Saved entries:

--------------------------------

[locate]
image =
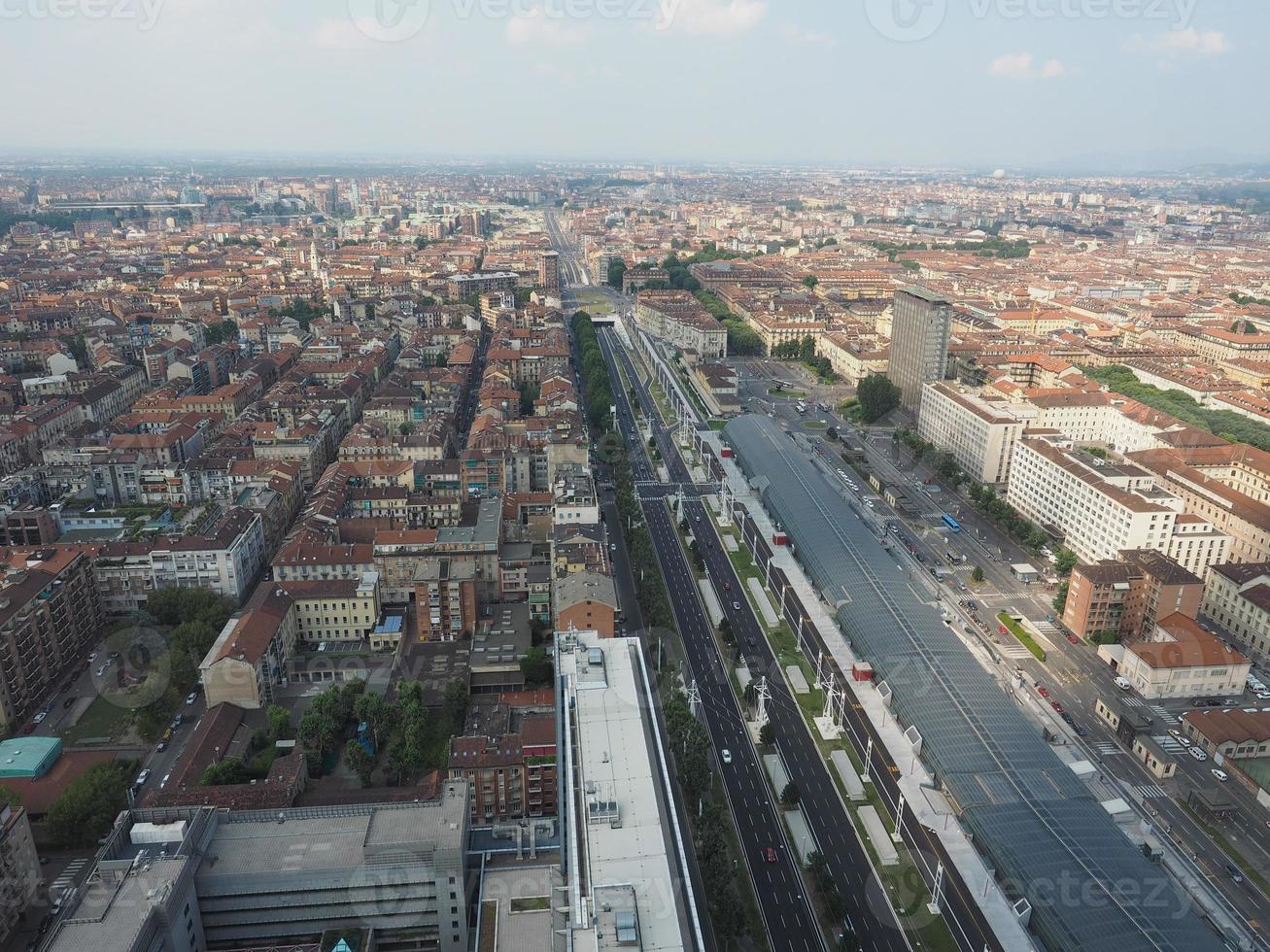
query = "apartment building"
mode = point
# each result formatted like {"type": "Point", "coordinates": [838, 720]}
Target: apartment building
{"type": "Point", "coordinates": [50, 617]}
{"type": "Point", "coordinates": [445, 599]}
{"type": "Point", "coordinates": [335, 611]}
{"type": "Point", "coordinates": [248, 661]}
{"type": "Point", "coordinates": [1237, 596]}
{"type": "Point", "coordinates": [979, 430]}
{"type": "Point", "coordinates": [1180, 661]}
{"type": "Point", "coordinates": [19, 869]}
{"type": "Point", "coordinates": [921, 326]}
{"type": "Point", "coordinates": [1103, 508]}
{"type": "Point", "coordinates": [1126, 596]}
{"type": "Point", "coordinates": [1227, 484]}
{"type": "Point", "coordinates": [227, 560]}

--------------------------------

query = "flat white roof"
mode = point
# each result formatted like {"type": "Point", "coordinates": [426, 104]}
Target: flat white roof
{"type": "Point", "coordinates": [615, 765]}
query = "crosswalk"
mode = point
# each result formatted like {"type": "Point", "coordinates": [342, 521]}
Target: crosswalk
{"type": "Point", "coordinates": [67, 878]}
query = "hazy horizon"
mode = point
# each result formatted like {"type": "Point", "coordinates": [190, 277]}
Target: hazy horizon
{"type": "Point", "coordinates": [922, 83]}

--------------------------------

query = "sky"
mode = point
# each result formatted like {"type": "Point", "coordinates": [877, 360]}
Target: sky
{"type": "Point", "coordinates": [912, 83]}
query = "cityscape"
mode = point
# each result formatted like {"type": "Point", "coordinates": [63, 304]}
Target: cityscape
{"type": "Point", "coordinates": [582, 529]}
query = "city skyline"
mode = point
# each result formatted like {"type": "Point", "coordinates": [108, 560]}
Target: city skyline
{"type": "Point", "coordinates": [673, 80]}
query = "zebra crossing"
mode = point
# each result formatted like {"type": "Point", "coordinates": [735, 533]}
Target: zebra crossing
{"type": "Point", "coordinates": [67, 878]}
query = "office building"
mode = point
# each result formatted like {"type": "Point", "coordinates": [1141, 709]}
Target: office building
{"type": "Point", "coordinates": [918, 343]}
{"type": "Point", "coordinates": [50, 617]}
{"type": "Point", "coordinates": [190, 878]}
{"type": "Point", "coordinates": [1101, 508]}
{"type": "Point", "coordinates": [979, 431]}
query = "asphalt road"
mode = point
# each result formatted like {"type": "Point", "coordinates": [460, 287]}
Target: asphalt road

--------------------------------

BRIEF | State how many lines in the entries hold "query". Nothing should come before or after the number.

ANSWER TO THIS TASK | 10